[Dataset records]
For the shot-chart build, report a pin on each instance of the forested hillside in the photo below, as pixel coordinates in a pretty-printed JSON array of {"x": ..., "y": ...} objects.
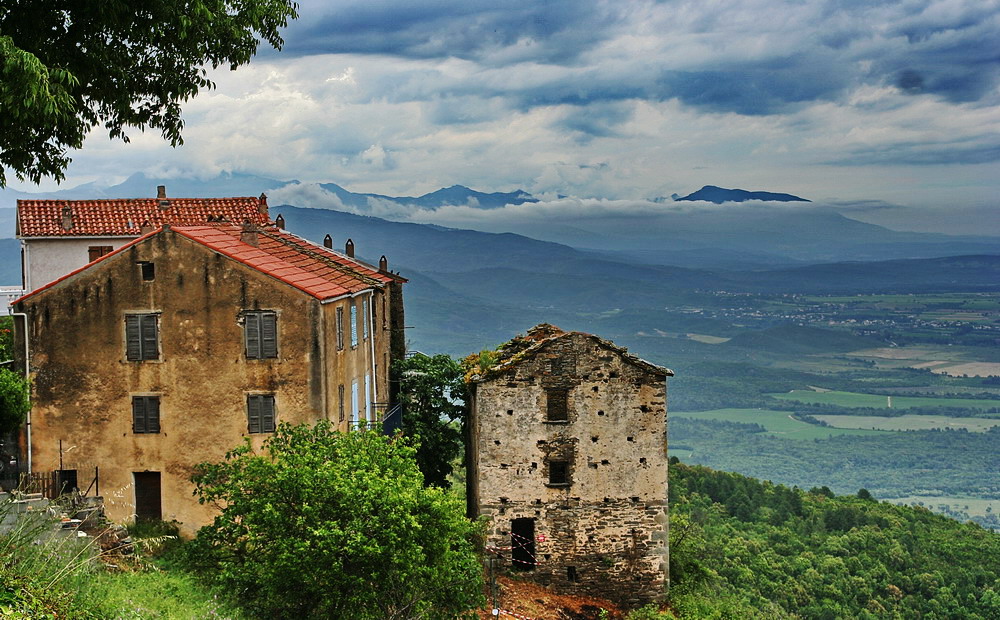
[{"x": 743, "y": 548}]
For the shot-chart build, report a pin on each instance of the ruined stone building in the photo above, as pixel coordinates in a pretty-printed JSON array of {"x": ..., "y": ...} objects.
[
  {"x": 568, "y": 459},
  {"x": 173, "y": 348}
]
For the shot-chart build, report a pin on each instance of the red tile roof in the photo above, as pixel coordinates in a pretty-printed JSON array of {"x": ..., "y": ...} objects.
[
  {"x": 313, "y": 269},
  {"x": 126, "y": 217}
]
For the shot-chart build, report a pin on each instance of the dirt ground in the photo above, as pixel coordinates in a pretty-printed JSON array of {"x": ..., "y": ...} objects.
[{"x": 522, "y": 600}]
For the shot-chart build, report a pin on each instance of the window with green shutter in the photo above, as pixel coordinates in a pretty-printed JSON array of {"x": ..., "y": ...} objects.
[
  {"x": 145, "y": 414},
  {"x": 142, "y": 337},
  {"x": 260, "y": 413},
  {"x": 260, "y": 329}
]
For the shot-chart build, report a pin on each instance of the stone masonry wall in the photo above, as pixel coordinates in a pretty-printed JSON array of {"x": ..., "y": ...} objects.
[{"x": 604, "y": 530}]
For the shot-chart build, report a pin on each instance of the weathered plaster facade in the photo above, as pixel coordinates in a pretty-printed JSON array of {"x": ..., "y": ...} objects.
[
  {"x": 84, "y": 385},
  {"x": 579, "y": 504}
]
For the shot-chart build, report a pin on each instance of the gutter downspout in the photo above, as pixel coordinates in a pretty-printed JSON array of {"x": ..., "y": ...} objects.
[
  {"x": 27, "y": 368},
  {"x": 371, "y": 341}
]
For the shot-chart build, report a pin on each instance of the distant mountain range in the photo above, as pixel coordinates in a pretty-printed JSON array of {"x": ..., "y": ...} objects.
[{"x": 719, "y": 195}]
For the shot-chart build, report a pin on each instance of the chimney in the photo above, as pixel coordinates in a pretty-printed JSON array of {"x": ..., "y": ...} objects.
[
  {"x": 249, "y": 234},
  {"x": 67, "y": 214},
  {"x": 161, "y": 195}
]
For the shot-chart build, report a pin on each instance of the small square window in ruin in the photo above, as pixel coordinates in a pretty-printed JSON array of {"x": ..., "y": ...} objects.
[
  {"x": 559, "y": 473},
  {"x": 556, "y": 405}
]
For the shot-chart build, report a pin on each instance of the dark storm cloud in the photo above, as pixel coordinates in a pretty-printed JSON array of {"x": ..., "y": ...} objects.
[{"x": 758, "y": 57}]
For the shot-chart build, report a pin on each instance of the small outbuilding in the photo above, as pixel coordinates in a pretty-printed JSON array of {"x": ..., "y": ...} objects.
[{"x": 568, "y": 459}]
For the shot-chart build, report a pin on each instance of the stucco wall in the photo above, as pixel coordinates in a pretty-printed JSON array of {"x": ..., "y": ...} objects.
[
  {"x": 48, "y": 259},
  {"x": 83, "y": 384},
  {"x": 610, "y": 522}
]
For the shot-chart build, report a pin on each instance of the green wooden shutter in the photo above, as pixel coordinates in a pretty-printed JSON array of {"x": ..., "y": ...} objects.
[
  {"x": 152, "y": 414},
  {"x": 138, "y": 415},
  {"x": 253, "y": 414},
  {"x": 251, "y": 327},
  {"x": 267, "y": 414},
  {"x": 133, "y": 348},
  {"x": 269, "y": 334},
  {"x": 150, "y": 337}
]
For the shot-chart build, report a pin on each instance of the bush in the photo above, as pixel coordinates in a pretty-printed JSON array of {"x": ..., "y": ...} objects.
[{"x": 324, "y": 524}]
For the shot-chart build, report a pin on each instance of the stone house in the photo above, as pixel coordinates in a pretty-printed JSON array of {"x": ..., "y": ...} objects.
[
  {"x": 568, "y": 460},
  {"x": 182, "y": 343},
  {"x": 59, "y": 236}
]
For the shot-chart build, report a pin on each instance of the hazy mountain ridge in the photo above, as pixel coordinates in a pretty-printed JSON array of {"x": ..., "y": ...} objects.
[{"x": 719, "y": 195}]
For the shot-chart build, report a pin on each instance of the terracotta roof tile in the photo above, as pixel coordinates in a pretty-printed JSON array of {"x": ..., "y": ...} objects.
[
  {"x": 313, "y": 269},
  {"x": 126, "y": 217}
]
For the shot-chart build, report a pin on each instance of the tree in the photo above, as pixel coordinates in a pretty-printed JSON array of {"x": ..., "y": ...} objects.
[
  {"x": 432, "y": 390},
  {"x": 14, "y": 403},
  {"x": 323, "y": 524},
  {"x": 66, "y": 67}
]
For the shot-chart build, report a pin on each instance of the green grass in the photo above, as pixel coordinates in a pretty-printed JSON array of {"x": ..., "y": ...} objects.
[
  {"x": 855, "y": 399},
  {"x": 776, "y": 423},
  {"x": 907, "y": 422},
  {"x": 170, "y": 594}
]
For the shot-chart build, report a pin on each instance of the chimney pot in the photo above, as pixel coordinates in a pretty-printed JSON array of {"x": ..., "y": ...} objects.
[
  {"x": 249, "y": 234},
  {"x": 67, "y": 218}
]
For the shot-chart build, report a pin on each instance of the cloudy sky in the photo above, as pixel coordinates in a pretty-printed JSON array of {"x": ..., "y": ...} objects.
[{"x": 880, "y": 107}]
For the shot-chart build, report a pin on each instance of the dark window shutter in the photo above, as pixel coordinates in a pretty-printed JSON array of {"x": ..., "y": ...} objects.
[
  {"x": 251, "y": 327},
  {"x": 253, "y": 414},
  {"x": 269, "y": 334},
  {"x": 152, "y": 414},
  {"x": 150, "y": 341},
  {"x": 267, "y": 414},
  {"x": 340, "y": 328},
  {"x": 138, "y": 415},
  {"x": 133, "y": 350}
]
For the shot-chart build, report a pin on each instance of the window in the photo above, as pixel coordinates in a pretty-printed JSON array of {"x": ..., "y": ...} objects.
[
  {"x": 340, "y": 329},
  {"x": 260, "y": 413},
  {"x": 559, "y": 473},
  {"x": 142, "y": 337},
  {"x": 261, "y": 331},
  {"x": 354, "y": 325},
  {"x": 96, "y": 251},
  {"x": 145, "y": 414},
  {"x": 556, "y": 408},
  {"x": 364, "y": 319}
]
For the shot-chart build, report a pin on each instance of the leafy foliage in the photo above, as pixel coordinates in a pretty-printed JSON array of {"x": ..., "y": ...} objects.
[
  {"x": 14, "y": 403},
  {"x": 66, "y": 67},
  {"x": 432, "y": 391},
  {"x": 323, "y": 524},
  {"x": 745, "y": 548}
]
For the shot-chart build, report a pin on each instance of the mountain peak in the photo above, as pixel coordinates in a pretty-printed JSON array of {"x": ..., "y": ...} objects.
[{"x": 719, "y": 195}]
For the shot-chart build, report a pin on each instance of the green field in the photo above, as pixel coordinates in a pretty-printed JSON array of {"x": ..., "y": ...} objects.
[
  {"x": 907, "y": 422},
  {"x": 777, "y": 423},
  {"x": 856, "y": 399}
]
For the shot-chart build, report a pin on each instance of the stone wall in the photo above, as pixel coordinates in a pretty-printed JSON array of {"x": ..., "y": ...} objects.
[{"x": 599, "y": 525}]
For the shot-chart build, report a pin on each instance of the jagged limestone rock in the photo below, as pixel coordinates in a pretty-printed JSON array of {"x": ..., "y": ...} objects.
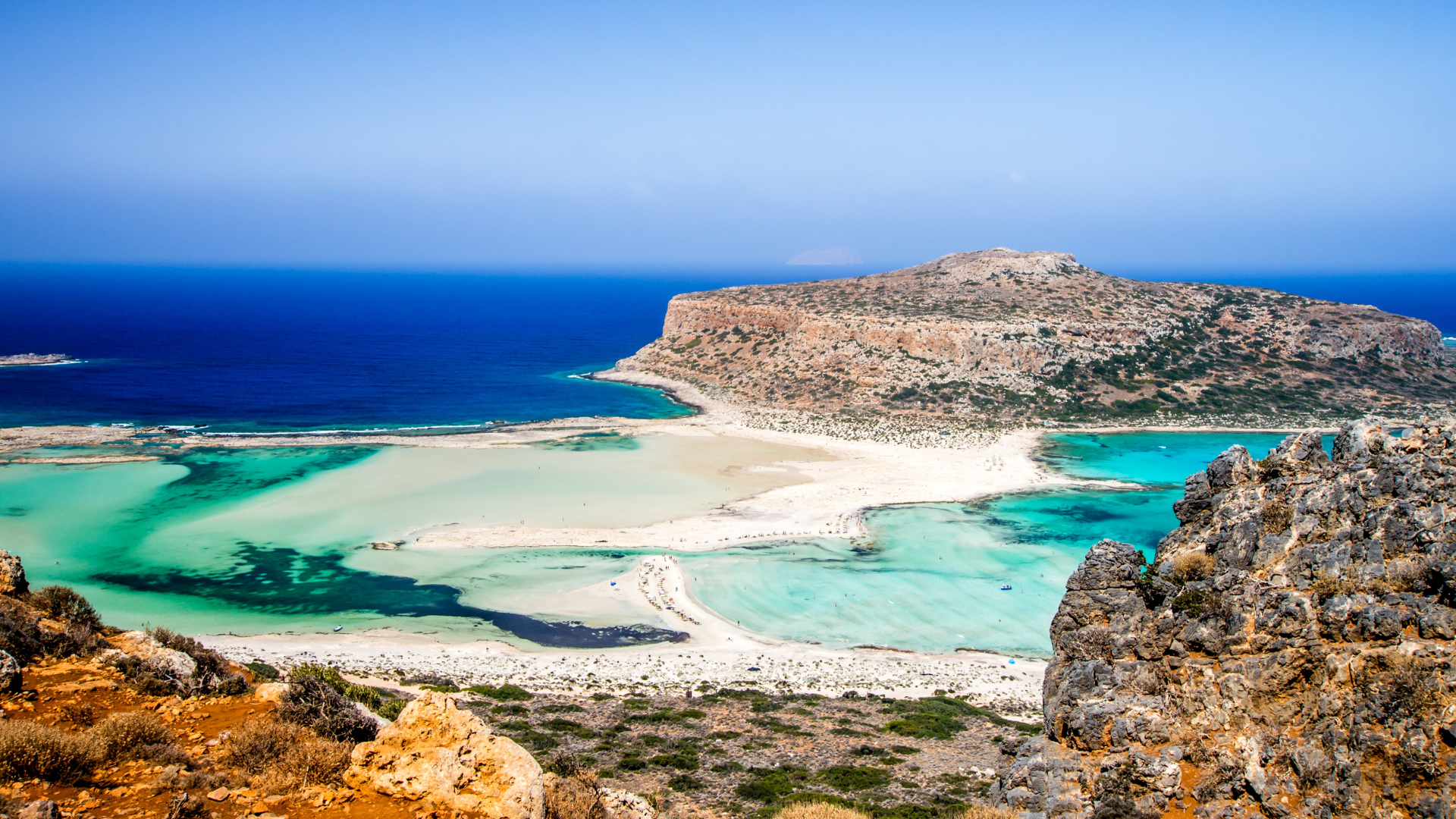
[
  {"x": 146, "y": 648},
  {"x": 1291, "y": 649},
  {"x": 440, "y": 752},
  {"x": 12, "y": 576},
  {"x": 9, "y": 673}
]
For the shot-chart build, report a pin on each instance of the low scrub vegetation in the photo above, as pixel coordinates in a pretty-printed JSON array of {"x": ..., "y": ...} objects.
[
  {"x": 286, "y": 757},
  {"x": 31, "y": 749}
]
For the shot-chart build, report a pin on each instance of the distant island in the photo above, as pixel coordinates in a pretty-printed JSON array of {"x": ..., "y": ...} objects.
[
  {"x": 28, "y": 359},
  {"x": 1034, "y": 335}
]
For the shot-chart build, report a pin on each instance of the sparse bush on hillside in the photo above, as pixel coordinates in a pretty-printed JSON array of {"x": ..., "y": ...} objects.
[
  {"x": 262, "y": 672},
  {"x": 286, "y": 755},
  {"x": 373, "y": 698},
  {"x": 63, "y": 602},
  {"x": 19, "y": 635},
  {"x": 1407, "y": 575},
  {"x": 128, "y": 735},
  {"x": 184, "y": 806},
  {"x": 1193, "y": 566},
  {"x": 983, "y": 812},
  {"x": 503, "y": 692},
  {"x": 36, "y": 751},
  {"x": 1402, "y": 686},
  {"x": 573, "y": 792},
  {"x": 313, "y": 704},
  {"x": 819, "y": 809},
  {"x": 258, "y": 745}
]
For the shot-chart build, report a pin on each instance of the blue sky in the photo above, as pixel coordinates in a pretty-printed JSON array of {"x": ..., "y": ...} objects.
[{"x": 1276, "y": 136}]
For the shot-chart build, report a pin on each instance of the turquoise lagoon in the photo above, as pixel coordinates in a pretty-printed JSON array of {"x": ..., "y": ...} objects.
[{"x": 274, "y": 539}]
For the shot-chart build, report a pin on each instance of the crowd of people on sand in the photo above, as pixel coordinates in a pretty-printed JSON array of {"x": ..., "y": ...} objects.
[
  {"x": 839, "y": 526},
  {"x": 650, "y": 570}
]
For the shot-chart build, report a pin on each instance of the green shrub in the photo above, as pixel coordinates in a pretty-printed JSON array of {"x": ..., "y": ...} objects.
[
  {"x": 61, "y": 602},
  {"x": 123, "y": 736},
  {"x": 262, "y": 672},
  {"x": 313, "y": 704},
  {"x": 503, "y": 692},
  {"x": 685, "y": 760},
  {"x": 854, "y": 777}
]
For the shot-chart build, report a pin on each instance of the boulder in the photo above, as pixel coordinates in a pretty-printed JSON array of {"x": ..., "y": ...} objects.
[
  {"x": 271, "y": 691},
  {"x": 9, "y": 673},
  {"x": 449, "y": 755},
  {"x": 12, "y": 576},
  {"x": 146, "y": 648}
]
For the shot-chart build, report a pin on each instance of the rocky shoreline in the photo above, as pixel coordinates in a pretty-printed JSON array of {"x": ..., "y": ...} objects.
[{"x": 1291, "y": 651}]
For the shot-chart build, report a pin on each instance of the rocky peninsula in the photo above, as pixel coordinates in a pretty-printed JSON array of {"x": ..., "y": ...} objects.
[{"x": 996, "y": 335}]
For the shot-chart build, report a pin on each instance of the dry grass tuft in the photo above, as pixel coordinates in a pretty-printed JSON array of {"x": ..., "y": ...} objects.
[
  {"x": 130, "y": 736},
  {"x": 36, "y": 751},
  {"x": 573, "y": 792},
  {"x": 983, "y": 812},
  {"x": 1193, "y": 566},
  {"x": 259, "y": 745},
  {"x": 820, "y": 811}
]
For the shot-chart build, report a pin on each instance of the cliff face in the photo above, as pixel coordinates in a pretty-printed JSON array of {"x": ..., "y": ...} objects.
[
  {"x": 1001, "y": 333},
  {"x": 1289, "y": 651}
]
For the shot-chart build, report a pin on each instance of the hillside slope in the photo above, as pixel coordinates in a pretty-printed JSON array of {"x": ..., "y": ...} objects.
[{"x": 1006, "y": 334}]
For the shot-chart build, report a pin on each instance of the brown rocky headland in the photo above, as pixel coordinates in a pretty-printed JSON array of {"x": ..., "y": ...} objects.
[{"x": 1012, "y": 335}]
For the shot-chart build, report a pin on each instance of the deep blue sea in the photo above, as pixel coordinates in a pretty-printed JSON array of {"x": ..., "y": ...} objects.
[{"x": 278, "y": 350}]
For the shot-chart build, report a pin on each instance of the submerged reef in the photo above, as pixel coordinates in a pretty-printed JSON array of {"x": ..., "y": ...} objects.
[{"x": 1288, "y": 653}]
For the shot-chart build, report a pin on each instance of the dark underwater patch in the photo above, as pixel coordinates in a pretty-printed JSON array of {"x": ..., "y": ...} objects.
[
  {"x": 281, "y": 580},
  {"x": 592, "y": 442}
]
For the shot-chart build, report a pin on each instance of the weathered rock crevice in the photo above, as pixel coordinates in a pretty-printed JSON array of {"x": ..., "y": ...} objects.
[{"x": 1288, "y": 653}]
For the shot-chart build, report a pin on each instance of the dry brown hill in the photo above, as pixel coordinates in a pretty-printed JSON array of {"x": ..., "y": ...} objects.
[{"x": 1012, "y": 335}]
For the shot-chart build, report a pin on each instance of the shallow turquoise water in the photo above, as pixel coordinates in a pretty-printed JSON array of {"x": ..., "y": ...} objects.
[
  {"x": 271, "y": 539},
  {"x": 929, "y": 576},
  {"x": 1147, "y": 458}
]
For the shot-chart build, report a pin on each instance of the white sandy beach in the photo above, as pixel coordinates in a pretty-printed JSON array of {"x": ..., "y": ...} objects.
[{"x": 845, "y": 468}]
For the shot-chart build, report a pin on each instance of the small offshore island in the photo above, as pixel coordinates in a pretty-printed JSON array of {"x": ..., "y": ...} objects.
[
  {"x": 33, "y": 359},
  {"x": 1288, "y": 649}
]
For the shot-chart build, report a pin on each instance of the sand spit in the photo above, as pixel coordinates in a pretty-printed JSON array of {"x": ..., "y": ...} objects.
[
  {"x": 718, "y": 653},
  {"x": 849, "y": 465}
]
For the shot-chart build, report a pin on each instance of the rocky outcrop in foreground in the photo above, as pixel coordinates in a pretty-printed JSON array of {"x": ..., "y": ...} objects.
[
  {"x": 438, "y": 752},
  {"x": 1005, "y": 334},
  {"x": 1288, "y": 653}
]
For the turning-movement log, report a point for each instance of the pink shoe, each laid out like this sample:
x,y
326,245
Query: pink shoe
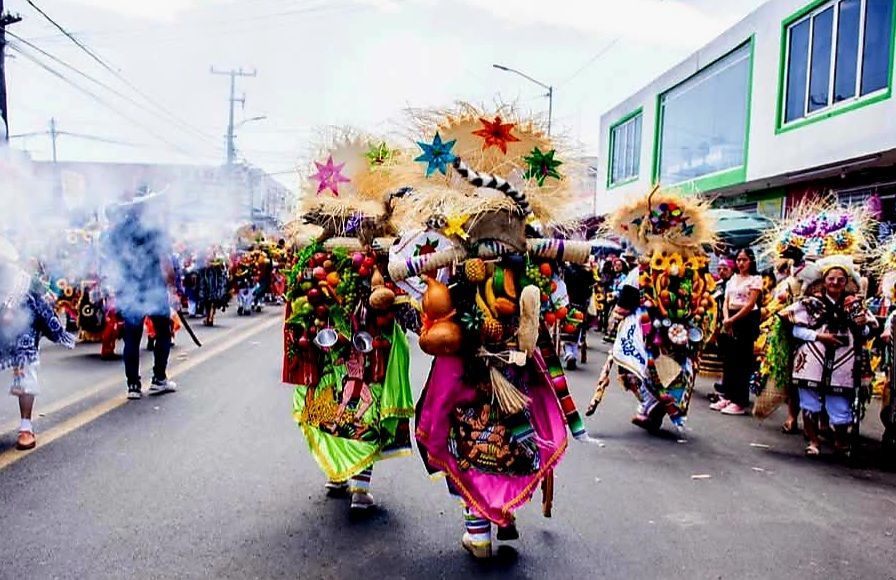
x,y
734,409
720,404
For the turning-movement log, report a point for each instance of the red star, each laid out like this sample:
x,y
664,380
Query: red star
x,y
496,133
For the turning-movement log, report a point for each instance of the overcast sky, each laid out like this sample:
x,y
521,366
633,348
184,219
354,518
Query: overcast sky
x,y
328,62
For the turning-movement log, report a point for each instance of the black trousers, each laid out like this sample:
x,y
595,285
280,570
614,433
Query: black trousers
x,y
738,360
133,335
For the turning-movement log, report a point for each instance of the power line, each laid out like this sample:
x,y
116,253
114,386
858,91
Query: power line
x,y
119,76
99,100
81,73
591,61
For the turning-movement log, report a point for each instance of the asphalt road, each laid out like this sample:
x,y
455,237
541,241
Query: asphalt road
x,y
216,481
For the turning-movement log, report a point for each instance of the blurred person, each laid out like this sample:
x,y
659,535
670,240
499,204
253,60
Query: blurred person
x,y
830,324
620,276
24,318
579,285
139,270
740,325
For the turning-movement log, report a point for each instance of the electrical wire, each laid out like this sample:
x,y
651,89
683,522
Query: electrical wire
x,y
153,102
81,73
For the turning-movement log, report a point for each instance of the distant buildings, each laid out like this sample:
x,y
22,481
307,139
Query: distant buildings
x,y
795,100
198,193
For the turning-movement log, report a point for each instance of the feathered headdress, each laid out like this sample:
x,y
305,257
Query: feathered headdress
x,y
472,168
348,188
664,222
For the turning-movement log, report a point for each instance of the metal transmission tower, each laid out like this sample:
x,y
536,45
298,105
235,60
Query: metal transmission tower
x,y
5,20
231,147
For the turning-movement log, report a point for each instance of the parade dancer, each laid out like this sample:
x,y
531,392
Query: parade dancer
x,y
345,351
494,413
815,229
666,306
830,325
24,318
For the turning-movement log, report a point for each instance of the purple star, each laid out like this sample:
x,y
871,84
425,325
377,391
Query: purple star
x,y
329,176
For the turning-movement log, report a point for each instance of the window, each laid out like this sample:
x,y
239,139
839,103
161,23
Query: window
x,y
625,149
704,120
836,52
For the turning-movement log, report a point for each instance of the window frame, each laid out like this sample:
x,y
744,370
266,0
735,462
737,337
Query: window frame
x,y
612,143
724,177
808,13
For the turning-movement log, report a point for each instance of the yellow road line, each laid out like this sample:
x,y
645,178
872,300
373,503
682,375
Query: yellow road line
x,y
13,455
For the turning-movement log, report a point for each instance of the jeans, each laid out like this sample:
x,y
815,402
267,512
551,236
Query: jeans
x,y
133,335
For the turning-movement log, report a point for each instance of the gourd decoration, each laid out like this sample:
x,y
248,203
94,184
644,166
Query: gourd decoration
x,y
440,334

_WORK TO BE COMPLETED_. Restate the line containing "of the gourd" and every remaining line of the records word for word. Add nothing.

_WRITTEN SOLUTION_.
For the turning-movement log, report a point for each instance of the gourd decoration, each laid out like this sample:
x,y
248,203
94,184
644,166
Query: gourd decoration
x,y
440,334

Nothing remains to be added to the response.